→ WHAT THE TASK REQUIRES: Find the word "sneaker" in the data, then copy each line where it is found.

→ SUPPLIED ENTRIES:
- Opening Delimiter -

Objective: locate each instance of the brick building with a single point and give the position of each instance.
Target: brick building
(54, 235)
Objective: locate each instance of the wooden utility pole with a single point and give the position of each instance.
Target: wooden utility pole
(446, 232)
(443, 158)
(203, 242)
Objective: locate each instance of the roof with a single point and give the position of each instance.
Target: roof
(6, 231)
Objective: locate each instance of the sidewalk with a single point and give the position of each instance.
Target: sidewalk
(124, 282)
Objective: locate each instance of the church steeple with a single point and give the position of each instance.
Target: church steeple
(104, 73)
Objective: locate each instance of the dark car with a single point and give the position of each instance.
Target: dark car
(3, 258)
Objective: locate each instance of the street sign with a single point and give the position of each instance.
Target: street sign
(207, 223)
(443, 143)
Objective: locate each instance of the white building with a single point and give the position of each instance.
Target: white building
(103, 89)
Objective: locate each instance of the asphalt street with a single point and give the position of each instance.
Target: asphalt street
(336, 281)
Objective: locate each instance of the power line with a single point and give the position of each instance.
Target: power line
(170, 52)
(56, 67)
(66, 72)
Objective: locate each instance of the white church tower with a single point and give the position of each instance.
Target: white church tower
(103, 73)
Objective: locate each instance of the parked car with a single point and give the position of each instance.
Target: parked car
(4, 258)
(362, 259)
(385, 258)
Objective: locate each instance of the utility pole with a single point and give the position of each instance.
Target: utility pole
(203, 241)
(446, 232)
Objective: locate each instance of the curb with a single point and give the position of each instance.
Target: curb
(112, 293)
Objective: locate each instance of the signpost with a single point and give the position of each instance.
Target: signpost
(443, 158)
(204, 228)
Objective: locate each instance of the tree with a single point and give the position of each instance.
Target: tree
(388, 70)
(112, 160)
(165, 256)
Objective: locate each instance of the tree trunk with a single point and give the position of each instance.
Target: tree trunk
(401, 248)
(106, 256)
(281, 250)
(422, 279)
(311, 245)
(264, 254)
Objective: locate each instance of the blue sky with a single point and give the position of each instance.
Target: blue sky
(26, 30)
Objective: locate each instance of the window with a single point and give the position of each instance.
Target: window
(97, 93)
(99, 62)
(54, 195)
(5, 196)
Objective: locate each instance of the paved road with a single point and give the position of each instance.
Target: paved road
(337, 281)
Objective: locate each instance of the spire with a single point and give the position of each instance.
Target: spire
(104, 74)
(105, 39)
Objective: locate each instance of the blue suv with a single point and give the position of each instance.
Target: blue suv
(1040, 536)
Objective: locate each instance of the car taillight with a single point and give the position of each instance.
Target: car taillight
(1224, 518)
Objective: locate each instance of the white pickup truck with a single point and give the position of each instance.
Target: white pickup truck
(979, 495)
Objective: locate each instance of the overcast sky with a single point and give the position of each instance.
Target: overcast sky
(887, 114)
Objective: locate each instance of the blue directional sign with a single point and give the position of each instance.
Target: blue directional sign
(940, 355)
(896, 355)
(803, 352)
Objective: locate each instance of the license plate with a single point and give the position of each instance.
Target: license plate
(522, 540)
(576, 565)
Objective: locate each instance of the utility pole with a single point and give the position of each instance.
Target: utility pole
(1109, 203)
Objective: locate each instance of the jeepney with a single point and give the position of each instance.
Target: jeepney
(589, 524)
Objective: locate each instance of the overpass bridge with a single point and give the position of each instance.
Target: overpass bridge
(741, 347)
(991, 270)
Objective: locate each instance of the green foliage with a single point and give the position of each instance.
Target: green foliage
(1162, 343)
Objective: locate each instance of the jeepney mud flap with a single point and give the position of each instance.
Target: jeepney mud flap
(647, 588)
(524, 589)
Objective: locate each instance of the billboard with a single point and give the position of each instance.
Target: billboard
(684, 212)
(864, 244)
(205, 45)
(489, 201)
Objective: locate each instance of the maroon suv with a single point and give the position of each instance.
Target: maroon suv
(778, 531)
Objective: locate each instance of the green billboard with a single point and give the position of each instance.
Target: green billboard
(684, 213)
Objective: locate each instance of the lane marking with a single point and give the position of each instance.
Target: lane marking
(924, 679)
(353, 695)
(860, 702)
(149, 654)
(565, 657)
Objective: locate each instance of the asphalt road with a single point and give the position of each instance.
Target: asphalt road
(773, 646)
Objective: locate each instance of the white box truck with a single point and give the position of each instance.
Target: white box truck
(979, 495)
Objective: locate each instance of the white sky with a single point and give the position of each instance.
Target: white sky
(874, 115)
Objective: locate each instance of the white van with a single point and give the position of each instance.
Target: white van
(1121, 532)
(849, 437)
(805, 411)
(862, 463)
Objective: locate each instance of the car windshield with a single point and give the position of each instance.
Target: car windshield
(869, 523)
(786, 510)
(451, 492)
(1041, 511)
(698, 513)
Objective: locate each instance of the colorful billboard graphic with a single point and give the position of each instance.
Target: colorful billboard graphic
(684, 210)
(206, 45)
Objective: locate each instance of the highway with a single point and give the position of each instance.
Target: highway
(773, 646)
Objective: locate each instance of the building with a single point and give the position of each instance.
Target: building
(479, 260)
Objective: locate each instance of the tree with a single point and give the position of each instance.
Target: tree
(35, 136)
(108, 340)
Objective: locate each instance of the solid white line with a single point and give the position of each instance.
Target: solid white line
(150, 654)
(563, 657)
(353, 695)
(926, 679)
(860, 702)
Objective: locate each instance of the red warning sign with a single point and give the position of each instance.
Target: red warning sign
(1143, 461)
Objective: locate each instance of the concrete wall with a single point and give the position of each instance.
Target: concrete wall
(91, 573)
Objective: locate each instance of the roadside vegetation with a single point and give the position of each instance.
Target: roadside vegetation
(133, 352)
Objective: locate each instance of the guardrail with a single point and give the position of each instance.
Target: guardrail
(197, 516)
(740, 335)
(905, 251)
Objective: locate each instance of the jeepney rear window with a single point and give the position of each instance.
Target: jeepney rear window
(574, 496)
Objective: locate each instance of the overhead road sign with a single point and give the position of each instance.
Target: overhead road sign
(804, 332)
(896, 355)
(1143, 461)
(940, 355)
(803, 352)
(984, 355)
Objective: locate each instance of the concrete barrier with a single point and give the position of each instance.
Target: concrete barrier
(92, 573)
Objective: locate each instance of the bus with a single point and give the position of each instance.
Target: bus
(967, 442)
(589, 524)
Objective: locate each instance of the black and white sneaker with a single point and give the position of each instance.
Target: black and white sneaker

- Closing Delimiter -

→ OUTPUT FOR THIS EXERCISE:
Objective: locate each instance of the black and white sneaker with a single point and give the position of each instance.
Target: black and white sneaker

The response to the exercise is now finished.